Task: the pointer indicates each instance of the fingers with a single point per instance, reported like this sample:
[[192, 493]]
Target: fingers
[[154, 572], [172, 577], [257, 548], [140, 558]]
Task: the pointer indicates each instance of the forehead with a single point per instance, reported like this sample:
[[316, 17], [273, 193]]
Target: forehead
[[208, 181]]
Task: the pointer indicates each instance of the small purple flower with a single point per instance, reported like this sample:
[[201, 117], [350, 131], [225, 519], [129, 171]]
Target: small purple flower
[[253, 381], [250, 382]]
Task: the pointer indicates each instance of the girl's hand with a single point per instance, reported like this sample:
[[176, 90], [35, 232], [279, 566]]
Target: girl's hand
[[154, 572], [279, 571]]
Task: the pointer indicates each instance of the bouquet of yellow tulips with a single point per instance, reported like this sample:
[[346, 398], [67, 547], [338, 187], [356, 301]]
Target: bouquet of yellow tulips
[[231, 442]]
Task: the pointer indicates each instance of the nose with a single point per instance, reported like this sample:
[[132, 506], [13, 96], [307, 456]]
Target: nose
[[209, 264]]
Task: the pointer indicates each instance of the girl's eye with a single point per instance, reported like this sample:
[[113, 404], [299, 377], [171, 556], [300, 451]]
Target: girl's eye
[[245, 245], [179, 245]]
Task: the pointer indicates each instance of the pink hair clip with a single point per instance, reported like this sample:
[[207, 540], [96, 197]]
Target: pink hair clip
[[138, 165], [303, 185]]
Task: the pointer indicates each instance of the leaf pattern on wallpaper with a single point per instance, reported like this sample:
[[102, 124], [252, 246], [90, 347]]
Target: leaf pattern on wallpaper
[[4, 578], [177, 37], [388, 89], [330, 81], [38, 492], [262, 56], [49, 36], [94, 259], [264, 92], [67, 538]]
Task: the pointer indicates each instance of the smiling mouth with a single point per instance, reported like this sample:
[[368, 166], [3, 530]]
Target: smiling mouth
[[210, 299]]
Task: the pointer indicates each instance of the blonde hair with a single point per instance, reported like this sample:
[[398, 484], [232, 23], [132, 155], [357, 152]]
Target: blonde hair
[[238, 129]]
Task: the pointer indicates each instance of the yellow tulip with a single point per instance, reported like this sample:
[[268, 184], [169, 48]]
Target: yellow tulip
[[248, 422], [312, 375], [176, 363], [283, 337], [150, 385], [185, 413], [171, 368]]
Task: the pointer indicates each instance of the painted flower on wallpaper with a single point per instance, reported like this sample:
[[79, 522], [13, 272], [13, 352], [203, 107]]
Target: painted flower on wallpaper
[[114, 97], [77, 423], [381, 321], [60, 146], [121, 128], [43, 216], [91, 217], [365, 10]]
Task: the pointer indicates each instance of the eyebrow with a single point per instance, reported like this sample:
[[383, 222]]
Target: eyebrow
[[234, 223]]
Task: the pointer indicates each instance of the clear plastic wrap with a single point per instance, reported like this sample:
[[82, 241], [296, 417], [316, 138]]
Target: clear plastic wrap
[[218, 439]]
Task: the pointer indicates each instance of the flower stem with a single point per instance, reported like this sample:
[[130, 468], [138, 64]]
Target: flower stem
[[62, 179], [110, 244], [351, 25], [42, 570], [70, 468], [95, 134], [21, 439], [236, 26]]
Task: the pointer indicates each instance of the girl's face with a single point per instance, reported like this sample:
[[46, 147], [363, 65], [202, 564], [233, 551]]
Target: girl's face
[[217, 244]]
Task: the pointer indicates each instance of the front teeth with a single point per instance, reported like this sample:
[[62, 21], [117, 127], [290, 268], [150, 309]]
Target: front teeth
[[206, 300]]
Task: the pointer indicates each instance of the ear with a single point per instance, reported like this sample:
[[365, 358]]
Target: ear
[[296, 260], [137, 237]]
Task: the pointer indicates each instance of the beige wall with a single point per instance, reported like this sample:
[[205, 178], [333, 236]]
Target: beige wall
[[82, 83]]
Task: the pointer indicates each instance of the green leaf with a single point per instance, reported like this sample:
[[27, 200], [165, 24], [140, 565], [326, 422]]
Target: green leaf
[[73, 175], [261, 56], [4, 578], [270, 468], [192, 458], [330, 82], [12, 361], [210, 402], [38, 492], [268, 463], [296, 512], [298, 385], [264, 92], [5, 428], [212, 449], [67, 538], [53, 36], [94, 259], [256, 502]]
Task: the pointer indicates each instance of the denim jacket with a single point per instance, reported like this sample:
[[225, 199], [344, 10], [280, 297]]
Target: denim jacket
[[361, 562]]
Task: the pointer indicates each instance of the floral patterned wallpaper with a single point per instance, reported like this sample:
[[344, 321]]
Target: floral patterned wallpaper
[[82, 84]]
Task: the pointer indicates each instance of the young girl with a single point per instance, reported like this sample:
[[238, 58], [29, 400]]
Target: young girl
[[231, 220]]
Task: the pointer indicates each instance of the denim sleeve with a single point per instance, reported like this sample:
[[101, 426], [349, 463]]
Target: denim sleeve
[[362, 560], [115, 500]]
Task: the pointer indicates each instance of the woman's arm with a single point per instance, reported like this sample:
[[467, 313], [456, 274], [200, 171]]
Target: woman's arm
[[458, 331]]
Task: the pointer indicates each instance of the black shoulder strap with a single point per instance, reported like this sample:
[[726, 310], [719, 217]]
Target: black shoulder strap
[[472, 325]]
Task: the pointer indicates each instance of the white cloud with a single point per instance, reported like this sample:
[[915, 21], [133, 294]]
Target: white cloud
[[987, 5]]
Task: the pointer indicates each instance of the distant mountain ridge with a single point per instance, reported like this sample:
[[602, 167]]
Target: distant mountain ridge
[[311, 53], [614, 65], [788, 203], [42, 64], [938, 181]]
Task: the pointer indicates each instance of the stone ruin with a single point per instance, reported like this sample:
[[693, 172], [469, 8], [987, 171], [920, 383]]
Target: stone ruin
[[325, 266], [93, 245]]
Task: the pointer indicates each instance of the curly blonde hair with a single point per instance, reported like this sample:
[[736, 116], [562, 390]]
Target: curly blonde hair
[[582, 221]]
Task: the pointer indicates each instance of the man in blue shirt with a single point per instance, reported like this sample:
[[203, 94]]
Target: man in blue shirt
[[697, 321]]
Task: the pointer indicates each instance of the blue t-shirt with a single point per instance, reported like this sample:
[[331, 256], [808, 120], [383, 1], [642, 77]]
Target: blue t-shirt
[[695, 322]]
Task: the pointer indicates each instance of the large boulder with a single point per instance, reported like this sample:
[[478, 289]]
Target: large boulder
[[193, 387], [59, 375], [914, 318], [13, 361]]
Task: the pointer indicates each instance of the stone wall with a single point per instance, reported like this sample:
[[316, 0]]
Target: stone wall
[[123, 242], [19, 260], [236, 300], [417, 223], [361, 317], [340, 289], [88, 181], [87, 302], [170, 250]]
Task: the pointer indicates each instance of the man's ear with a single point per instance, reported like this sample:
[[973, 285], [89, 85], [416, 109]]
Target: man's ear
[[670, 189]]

______________________________

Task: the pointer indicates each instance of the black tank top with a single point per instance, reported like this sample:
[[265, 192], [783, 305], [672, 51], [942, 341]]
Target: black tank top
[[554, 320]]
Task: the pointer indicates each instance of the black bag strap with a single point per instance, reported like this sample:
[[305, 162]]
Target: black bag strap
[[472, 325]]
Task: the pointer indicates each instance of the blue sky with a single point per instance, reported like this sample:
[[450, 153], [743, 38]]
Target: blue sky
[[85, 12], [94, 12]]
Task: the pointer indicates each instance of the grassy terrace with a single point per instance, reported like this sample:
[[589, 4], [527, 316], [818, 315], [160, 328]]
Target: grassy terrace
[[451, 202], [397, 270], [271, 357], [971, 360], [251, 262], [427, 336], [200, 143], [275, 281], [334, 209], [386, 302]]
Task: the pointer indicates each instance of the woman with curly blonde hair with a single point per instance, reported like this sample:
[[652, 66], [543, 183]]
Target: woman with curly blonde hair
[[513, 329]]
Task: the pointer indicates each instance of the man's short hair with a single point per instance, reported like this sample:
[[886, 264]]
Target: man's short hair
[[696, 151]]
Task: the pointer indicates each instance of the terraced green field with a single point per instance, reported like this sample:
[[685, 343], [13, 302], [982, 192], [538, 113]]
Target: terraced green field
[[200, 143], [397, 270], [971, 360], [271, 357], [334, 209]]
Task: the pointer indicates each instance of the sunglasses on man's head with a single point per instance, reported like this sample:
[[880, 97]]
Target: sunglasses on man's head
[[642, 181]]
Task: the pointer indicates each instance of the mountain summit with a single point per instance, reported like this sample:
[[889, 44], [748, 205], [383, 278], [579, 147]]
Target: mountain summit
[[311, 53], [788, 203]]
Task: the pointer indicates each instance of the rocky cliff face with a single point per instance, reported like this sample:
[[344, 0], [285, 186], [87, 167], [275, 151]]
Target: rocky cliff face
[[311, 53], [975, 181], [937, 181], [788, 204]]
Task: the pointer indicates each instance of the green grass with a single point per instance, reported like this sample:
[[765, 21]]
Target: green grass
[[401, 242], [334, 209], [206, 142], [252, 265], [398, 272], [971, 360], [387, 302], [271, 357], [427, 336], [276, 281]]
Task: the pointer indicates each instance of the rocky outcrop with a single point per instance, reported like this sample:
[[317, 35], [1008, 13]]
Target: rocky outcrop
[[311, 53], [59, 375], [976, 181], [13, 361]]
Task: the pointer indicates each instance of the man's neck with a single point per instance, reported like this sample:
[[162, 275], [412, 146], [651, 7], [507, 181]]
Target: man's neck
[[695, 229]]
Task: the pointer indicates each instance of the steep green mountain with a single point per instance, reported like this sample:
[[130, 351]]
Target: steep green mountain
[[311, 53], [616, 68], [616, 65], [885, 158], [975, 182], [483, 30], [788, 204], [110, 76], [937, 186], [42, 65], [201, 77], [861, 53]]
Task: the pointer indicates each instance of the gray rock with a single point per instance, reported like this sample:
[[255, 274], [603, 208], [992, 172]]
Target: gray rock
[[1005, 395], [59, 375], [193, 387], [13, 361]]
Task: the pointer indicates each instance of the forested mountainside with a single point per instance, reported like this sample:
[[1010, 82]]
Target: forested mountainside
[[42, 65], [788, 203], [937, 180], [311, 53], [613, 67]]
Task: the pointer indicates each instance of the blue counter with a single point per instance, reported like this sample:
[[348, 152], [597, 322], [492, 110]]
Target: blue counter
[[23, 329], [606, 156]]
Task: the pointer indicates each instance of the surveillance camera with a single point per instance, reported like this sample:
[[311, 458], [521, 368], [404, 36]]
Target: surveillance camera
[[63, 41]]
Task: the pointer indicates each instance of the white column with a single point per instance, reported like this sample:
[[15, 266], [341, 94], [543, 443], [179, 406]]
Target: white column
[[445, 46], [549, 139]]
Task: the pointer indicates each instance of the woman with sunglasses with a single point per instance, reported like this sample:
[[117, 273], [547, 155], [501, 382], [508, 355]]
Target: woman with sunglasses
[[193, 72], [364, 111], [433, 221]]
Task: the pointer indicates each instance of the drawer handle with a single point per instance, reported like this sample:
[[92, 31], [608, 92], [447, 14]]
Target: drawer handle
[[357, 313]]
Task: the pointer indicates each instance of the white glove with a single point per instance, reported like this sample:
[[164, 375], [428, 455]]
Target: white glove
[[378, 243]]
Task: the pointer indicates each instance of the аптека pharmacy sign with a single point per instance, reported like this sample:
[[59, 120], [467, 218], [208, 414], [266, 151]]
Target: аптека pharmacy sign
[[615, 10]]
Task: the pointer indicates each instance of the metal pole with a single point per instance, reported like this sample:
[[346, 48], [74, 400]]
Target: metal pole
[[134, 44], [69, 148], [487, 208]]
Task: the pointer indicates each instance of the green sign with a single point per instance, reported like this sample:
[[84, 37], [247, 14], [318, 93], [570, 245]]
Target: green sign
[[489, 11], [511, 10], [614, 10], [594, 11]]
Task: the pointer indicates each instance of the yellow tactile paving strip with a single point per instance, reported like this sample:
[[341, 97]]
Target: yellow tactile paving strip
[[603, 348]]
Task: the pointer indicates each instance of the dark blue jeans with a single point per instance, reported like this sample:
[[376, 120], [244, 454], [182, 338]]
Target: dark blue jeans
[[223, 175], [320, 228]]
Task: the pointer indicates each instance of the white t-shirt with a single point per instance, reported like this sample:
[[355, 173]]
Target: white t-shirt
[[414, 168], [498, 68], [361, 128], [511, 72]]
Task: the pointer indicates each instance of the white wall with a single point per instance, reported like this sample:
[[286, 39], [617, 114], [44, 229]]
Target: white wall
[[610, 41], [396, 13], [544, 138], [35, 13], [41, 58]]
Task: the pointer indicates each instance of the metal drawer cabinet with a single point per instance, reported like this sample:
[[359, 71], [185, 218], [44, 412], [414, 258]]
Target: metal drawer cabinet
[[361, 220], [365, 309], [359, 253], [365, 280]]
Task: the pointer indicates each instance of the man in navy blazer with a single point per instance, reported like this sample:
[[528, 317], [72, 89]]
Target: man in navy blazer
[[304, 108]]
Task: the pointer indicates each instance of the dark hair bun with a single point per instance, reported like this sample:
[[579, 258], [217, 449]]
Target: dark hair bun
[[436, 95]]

______________________________

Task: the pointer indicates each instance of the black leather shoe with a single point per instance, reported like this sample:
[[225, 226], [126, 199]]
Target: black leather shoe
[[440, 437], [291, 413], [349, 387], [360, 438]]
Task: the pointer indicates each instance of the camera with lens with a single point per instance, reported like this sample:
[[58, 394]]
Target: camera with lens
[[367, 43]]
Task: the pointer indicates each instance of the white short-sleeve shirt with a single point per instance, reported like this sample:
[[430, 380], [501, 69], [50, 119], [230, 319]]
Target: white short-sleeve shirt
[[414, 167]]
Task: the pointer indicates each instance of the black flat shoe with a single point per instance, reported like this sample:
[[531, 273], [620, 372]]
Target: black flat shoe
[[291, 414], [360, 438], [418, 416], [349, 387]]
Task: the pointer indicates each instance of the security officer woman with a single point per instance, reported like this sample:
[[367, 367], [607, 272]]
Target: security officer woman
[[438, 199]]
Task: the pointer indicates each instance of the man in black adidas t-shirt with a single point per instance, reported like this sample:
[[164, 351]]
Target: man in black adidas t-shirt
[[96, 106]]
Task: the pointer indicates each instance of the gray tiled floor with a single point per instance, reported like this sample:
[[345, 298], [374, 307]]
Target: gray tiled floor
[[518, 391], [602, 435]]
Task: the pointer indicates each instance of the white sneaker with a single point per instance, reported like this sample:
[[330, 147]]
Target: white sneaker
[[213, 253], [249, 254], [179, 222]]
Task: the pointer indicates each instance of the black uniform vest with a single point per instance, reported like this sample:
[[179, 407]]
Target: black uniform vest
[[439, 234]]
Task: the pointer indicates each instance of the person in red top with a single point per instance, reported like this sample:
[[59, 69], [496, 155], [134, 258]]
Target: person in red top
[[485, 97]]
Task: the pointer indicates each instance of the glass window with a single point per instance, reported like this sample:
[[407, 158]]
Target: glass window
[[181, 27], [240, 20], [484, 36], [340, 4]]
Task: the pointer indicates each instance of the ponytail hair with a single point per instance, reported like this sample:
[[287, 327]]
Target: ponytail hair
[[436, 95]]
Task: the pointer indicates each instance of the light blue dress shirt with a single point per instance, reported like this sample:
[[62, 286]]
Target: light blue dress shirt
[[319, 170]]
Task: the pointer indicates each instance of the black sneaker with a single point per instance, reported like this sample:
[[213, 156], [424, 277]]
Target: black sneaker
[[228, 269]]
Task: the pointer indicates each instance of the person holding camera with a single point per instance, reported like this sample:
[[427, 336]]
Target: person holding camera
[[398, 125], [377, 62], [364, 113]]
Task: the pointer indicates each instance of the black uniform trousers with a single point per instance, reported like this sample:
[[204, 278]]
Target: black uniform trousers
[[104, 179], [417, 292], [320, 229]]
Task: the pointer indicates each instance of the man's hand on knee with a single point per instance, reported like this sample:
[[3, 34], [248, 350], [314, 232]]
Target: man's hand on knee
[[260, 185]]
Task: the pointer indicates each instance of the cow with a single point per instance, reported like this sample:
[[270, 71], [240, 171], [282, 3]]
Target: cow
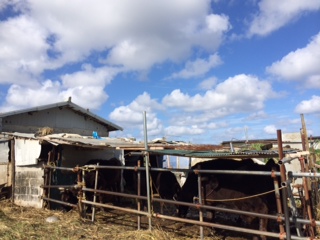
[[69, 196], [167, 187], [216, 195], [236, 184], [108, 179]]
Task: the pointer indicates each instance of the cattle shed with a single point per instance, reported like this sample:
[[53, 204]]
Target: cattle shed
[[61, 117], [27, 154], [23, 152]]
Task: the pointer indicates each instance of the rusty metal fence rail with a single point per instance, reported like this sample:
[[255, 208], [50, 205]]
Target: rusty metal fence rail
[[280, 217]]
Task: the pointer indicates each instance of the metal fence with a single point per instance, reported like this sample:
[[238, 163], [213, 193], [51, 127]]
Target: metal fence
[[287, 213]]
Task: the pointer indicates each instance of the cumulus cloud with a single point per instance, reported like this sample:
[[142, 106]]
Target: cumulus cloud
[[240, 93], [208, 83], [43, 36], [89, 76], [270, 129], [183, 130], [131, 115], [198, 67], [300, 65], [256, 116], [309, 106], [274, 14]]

______________________________

WHAT YOU ARE ASKED TO DO: Word for word, restate the lines of the listing above starting at the line with "Target: pink hair clip" and ending at the line with "[[102, 124], [252, 246], [90, 347]]", and nothing outside them.

ANSWER TO THIS EXERCISE:
Target: pink hair clip
[[138, 165], [303, 185]]
Task: the pointer indicates each instance of the leaf pattern on wallpaper with a single point per instance, reported like this sample:
[[102, 124], [252, 246], [90, 347]]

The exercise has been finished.